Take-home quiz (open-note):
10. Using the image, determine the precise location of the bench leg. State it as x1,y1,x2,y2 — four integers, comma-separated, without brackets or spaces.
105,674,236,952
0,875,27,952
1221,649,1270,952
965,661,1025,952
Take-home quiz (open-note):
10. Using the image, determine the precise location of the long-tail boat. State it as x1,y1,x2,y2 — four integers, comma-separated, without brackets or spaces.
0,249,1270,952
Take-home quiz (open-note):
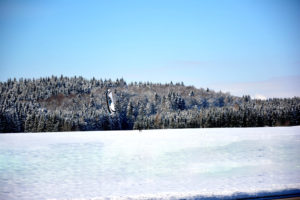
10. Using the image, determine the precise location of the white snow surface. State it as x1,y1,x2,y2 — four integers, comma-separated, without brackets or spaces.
0,126,300,200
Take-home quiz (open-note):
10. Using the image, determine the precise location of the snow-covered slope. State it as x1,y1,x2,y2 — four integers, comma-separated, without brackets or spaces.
0,127,300,200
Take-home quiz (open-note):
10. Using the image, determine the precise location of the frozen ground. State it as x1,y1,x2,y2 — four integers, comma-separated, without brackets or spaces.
0,127,300,200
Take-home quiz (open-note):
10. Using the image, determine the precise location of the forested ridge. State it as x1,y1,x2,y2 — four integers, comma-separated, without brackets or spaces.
0,76,300,133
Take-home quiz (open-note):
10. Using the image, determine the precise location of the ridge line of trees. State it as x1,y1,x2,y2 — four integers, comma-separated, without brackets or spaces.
0,76,300,133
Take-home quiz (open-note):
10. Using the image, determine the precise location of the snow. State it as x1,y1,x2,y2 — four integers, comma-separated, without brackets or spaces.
0,127,300,200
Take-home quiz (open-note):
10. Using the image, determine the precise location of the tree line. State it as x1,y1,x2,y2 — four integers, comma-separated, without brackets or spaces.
0,76,300,133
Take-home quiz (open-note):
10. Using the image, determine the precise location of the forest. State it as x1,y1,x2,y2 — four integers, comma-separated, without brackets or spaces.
0,76,300,133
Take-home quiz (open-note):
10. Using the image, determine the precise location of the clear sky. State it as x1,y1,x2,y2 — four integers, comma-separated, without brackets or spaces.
0,0,300,97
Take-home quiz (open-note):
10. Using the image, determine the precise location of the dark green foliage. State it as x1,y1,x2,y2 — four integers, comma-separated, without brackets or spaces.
0,76,300,132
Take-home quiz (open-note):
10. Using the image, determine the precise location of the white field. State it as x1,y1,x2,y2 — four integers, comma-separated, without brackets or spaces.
0,127,300,200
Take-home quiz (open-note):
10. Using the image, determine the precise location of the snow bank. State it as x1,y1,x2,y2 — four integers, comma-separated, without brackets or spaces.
0,127,300,200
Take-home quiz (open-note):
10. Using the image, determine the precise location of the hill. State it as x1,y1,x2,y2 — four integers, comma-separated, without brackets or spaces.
0,76,300,132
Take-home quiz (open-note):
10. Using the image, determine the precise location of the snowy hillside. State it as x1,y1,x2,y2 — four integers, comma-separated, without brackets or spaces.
0,127,300,200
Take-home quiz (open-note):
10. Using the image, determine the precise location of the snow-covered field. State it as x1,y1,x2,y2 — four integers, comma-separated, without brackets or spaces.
0,127,300,200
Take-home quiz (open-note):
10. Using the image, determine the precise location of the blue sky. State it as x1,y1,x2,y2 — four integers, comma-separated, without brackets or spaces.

- [Stated goal]:
Report each line of the records above that contains the word "ridge", copying every such line in full.

- [Result of this task]:
10. Using the image, determine the precise location of the forested ridge. State it as x1,y1,x2,y2 — four integers, comma-separated, without brackets or spaces.
10. Using the image, determine the precise location of the ridge line of trees. State it as x1,y1,x2,y2 — four integers, comma-separated, without brackets or spaces.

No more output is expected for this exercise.